--- START Information shown ---
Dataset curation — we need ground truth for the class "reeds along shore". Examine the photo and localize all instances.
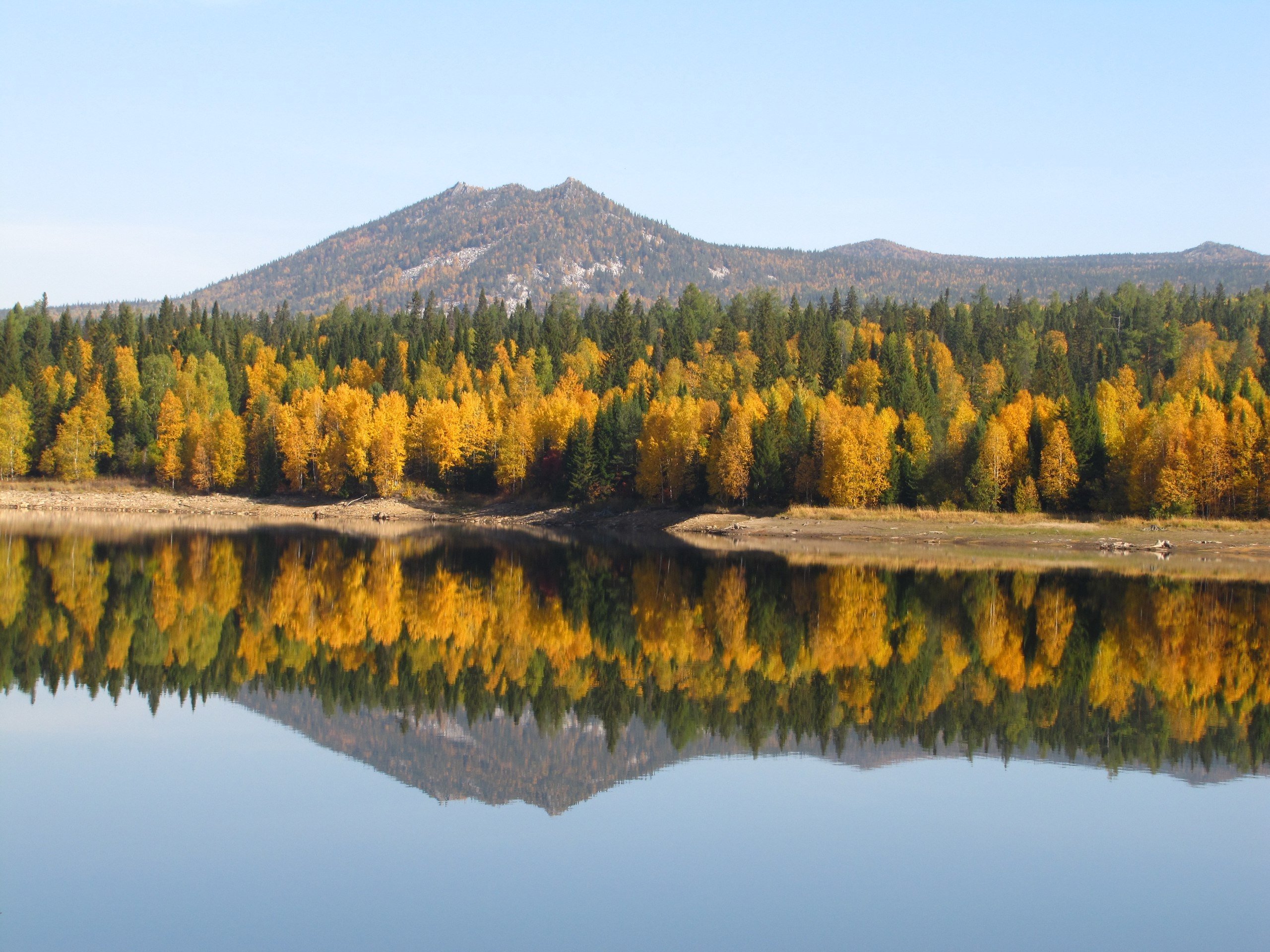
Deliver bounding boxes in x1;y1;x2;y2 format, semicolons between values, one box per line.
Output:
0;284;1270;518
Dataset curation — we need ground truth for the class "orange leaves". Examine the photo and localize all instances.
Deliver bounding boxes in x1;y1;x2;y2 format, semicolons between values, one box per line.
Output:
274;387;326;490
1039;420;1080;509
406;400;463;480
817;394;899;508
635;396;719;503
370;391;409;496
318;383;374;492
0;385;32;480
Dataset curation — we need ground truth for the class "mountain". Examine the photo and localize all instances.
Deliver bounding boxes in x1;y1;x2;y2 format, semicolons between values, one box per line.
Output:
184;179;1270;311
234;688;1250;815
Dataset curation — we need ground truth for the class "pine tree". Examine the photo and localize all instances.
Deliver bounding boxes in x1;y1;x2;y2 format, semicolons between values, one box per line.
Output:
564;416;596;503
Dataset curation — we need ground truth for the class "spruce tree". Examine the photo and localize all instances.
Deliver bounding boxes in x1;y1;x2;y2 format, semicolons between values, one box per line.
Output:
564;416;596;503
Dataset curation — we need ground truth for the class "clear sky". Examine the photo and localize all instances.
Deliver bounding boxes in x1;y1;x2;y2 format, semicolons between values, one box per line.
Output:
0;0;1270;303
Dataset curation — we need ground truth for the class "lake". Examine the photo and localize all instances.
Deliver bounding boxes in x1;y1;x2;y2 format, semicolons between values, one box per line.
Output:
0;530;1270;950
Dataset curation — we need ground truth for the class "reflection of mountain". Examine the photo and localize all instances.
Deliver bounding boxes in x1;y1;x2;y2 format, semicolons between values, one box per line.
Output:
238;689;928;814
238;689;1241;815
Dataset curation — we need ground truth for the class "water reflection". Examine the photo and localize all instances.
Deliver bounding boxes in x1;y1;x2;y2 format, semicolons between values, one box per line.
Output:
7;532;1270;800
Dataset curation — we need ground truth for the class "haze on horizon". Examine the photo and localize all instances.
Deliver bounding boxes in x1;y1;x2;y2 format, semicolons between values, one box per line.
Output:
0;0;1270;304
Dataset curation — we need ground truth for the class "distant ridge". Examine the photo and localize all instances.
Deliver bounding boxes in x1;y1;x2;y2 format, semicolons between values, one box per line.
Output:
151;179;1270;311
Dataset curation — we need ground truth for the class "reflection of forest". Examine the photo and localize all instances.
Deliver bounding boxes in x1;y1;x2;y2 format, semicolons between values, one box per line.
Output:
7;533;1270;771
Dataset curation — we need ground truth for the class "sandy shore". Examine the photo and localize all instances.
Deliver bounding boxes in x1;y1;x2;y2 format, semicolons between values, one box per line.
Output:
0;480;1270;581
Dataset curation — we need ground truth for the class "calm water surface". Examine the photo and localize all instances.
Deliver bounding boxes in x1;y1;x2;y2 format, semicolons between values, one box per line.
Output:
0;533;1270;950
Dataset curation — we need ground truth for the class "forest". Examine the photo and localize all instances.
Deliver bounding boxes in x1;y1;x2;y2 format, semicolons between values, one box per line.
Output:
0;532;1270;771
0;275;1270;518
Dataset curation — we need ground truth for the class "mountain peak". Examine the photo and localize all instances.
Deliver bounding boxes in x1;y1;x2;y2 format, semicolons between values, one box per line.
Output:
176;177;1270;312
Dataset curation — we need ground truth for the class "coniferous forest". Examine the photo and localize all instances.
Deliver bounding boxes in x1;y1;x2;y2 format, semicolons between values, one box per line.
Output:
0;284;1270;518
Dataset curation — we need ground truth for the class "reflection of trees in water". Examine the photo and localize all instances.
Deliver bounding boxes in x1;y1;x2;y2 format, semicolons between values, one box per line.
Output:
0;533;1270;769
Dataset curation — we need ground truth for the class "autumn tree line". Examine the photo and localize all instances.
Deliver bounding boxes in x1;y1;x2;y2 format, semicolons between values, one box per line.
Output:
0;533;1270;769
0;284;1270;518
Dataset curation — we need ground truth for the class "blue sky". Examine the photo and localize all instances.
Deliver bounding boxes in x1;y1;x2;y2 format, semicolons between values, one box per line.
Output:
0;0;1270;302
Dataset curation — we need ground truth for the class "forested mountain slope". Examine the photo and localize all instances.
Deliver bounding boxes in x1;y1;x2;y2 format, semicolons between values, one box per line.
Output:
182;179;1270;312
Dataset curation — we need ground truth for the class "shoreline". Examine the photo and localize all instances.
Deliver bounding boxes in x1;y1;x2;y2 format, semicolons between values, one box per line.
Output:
--- END Information shown ---
#### [What to produce]
Return each line of the entries above that contains the word "leaves".

#### [Reply to the task]
Dataset curation — we need ground truth for the class "orange leaves". Examine the photo and localize all instances.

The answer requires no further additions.